[TASK DETAILS] Please copy out everything from "You haven't given" down to "04:23, 10 August 2008 (UTC)" in the talk-page discussion about the Nazi poster, putting "placard" in place of "poster".

[PAGE TEXT]
----

You say the poster is only about eugenics, which would be brought about by sterilisation. That's just your opinion. The poster says nothing about eugenics, nor about sterilization, nor about elimination. It just says that invalids cost money, and that the German Volk should be concerned about that (“It's your money too”). The implication is that it would be better if the invalids were not there. Knowing that later on the invalids were killed, and the habit of the Nazis of preparing ideologically the public opinion for violent acts that were later carried out in semi-secret, it seems quite appropriate to leave that poster in the article.
I don't understand your argument about the worries of the physicians. If they did worry, it would rather seem to indicate that there was a discrepancy between the written orders and what they were really asked to do, and thus confirm that the decrees were not explicit.
David Olivier (talk) 01:37, 10 August 2008 (UTC)

You haven't given any solid reason why the secret euthanasia decree should not be read literally. More to the point, you have not given any reason why the "dieser Erbkranke" poster should be understood as PUBLICITY for a euthanasia program that only began a year later and was SECRET. Hadding (talk) 04:23, 10 August 2008 (UTC)

Is the "Background" section tendentious?

The Background section of the article creates the impression that racial hygiene and sterilization of the unfit are ideas particularly associated with Hitler and National-Socialism when in reality Germany was a relative latecomer to these ideas.

The last paragraph of the Background section notes that racial hygiene and compulsory sterilization were not entirely unique to Hitler and National-Socialism but this is a jarring admission in light of the four preceding paragraphs, which portray racial hygiene and sterilization as facts of particular relevance. I see that final paragraph as a figleaf for the bias of the preceding four paragraphs. It's like an "Oops, sorry!" that is a very poor compensation for the offense that it follows.

----

[DATA UNDER STUDY]
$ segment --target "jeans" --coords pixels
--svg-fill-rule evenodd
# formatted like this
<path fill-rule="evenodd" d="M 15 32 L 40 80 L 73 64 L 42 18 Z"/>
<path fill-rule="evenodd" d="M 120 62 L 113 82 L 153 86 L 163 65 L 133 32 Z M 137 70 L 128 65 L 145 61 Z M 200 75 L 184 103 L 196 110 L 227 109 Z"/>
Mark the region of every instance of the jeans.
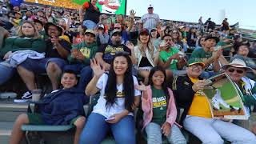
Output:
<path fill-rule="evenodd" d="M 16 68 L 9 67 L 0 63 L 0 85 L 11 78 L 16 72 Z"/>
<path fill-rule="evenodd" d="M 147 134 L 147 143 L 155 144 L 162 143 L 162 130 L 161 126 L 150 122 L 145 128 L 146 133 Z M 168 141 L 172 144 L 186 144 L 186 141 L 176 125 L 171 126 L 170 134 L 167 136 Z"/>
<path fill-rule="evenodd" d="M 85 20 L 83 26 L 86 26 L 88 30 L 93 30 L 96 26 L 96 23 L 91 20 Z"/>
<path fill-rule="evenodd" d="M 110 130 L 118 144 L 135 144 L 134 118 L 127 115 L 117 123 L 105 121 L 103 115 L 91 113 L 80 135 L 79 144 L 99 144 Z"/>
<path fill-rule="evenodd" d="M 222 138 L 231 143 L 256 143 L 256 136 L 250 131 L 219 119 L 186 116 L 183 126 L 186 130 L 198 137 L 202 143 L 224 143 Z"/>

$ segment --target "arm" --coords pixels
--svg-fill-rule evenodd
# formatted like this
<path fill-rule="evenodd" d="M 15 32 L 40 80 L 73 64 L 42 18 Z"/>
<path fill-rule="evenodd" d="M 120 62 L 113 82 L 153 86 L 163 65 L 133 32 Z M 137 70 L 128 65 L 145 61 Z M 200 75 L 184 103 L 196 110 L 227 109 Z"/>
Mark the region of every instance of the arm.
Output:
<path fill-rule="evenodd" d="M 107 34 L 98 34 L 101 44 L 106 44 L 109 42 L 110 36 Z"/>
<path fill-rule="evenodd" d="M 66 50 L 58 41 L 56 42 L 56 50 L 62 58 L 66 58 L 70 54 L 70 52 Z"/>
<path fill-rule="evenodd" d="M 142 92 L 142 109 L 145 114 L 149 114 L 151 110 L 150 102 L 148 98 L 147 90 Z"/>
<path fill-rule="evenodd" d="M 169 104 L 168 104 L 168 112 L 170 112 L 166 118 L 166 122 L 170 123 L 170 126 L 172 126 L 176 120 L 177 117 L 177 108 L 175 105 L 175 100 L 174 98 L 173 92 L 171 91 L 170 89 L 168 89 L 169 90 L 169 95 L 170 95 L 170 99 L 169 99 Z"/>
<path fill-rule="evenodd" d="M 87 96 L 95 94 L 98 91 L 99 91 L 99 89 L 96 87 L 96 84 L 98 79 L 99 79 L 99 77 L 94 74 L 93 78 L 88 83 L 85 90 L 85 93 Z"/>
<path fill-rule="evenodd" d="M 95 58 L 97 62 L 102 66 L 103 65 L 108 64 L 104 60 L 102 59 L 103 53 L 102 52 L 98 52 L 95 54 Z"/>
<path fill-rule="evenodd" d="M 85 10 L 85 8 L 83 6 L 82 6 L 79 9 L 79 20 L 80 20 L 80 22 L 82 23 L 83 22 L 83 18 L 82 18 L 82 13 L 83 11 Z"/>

----

[WORKED SOLUTION]
You haven't given any solid reason why the secret euthanasia decree should not be read literally. More to the point, you have not given any reason why the "dieser Erbkranke" placard should be understood as PUBLICITY for a euthanasia program that only began a year later and was SECRET. Hadding (talk) 04:23, 10 August 2008 (UTC)